▸ Instructions to follow
Copy out, exactly as written, only the line containing "the white sail" and the lines after it through the end of the records.

▸ Material supplied
====================
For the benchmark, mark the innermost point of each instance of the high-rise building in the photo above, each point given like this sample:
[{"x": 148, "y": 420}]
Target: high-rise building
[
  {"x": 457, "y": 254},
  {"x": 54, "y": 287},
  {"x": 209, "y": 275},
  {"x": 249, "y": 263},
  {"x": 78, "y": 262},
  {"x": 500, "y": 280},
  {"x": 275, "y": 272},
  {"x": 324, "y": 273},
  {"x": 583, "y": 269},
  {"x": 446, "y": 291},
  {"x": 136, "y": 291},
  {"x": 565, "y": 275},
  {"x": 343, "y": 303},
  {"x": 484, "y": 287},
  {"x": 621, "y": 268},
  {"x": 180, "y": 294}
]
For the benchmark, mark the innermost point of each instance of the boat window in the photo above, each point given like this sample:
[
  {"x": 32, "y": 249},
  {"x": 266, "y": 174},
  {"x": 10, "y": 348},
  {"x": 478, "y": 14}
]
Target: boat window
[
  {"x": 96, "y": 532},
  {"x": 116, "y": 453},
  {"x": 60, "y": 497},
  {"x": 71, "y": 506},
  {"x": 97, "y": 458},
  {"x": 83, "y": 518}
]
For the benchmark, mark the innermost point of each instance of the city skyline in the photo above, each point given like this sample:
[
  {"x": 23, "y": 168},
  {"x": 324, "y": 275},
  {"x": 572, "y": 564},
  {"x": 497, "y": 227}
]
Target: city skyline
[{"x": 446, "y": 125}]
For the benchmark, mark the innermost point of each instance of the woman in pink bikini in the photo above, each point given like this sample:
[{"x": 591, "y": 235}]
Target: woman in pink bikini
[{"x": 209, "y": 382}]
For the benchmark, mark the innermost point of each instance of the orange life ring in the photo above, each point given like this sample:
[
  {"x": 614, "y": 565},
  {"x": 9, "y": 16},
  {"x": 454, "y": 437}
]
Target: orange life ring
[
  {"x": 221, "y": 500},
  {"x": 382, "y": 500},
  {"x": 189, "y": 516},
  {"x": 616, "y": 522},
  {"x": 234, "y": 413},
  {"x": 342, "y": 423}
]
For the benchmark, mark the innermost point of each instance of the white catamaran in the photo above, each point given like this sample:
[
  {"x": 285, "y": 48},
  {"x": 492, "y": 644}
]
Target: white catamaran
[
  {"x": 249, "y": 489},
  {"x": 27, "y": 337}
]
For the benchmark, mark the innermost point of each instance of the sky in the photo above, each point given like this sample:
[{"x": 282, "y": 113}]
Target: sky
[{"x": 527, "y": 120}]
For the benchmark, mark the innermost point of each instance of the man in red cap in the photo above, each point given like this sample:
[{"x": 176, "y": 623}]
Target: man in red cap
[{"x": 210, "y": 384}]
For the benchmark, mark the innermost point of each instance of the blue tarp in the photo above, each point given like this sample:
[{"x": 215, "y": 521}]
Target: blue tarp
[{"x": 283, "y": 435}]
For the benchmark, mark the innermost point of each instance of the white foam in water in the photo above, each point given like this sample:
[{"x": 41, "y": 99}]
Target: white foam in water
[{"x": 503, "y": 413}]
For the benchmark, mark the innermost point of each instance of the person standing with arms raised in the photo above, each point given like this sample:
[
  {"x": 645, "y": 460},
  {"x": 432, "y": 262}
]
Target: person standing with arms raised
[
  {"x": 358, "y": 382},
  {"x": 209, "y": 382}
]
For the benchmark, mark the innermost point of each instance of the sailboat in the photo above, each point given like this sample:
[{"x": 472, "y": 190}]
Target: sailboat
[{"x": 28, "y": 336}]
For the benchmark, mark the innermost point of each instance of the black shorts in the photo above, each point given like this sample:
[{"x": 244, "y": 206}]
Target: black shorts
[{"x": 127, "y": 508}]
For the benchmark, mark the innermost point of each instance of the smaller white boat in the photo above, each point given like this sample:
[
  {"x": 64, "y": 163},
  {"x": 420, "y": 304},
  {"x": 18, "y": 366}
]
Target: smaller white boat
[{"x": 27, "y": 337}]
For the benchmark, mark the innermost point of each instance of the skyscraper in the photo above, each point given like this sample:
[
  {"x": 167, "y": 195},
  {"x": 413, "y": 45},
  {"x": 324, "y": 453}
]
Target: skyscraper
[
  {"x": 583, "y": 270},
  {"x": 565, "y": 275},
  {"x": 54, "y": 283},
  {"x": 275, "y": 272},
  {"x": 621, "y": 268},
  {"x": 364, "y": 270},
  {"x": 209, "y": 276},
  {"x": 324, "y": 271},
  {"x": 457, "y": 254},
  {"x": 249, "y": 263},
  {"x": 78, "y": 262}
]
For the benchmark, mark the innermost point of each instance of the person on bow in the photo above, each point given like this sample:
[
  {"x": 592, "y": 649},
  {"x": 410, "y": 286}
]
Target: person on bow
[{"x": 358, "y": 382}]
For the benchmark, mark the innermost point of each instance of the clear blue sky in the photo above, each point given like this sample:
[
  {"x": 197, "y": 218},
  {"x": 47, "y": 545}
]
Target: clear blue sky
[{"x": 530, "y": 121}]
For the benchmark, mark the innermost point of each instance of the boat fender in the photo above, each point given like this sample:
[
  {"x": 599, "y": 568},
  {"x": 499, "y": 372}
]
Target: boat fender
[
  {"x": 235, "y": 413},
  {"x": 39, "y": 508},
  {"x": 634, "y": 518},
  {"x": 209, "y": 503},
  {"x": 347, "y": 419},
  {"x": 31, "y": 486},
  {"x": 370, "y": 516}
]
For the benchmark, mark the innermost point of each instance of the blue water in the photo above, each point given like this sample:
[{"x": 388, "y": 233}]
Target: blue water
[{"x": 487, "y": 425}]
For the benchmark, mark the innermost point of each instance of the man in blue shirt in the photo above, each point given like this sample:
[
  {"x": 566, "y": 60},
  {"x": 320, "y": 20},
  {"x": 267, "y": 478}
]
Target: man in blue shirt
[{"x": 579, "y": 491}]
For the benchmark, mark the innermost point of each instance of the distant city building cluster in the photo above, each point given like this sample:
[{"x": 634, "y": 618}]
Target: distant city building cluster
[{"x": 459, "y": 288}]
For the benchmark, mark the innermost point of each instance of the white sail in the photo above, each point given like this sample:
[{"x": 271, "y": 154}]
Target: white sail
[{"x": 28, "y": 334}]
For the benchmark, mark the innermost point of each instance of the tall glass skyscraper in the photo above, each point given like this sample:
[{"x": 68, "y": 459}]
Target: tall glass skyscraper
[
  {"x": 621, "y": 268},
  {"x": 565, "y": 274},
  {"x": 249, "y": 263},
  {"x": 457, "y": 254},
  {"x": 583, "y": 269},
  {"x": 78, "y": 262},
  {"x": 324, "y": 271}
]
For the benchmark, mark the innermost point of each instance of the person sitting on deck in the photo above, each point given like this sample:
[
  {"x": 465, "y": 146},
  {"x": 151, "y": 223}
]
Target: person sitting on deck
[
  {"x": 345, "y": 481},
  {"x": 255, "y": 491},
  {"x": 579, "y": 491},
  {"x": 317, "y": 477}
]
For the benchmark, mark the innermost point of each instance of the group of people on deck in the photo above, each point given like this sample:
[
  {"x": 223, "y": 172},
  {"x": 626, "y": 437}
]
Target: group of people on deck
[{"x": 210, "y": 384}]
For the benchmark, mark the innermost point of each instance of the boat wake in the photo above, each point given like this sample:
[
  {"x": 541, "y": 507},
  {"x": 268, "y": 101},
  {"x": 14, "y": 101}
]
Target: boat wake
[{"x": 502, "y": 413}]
====================
▸ Solution for this problem
For the benchmark, mark the innermost point of each instance of the white sail in the photo above, each point given like this sample:
[{"x": 271, "y": 154}]
Target: white sail
[{"x": 28, "y": 334}]
For the benchmark, mark the innermost point of each instance of the tall glass skyscraper in the photo above, each point given like this sample:
[{"x": 68, "y": 459}]
Target: tall glass skyscraper
[
  {"x": 621, "y": 268},
  {"x": 565, "y": 274},
  {"x": 249, "y": 263},
  {"x": 457, "y": 254},
  {"x": 583, "y": 269},
  {"x": 78, "y": 262},
  {"x": 324, "y": 271}
]
For the benchmark, mark the innermost point of each instance of the person sitting on deck in the photo above, each point given like this sample:
[
  {"x": 465, "y": 146},
  {"x": 151, "y": 223}
]
Target: person sitting on deck
[
  {"x": 345, "y": 481},
  {"x": 255, "y": 491},
  {"x": 579, "y": 491},
  {"x": 317, "y": 477}
]
For the benchmark, mark the innermost point of each instance of the group of people on deck in the photo above, each point given like this sample:
[
  {"x": 223, "y": 172},
  {"x": 626, "y": 437}
]
Target: group of people on deck
[{"x": 210, "y": 384}]
For the benchmark, mark the innermost point of each instance of the boat wake in the photo above, each point given like this sample:
[
  {"x": 541, "y": 507},
  {"x": 268, "y": 101},
  {"x": 14, "y": 101}
]
Target: boat wake
[{"x": 502, "y": 413}]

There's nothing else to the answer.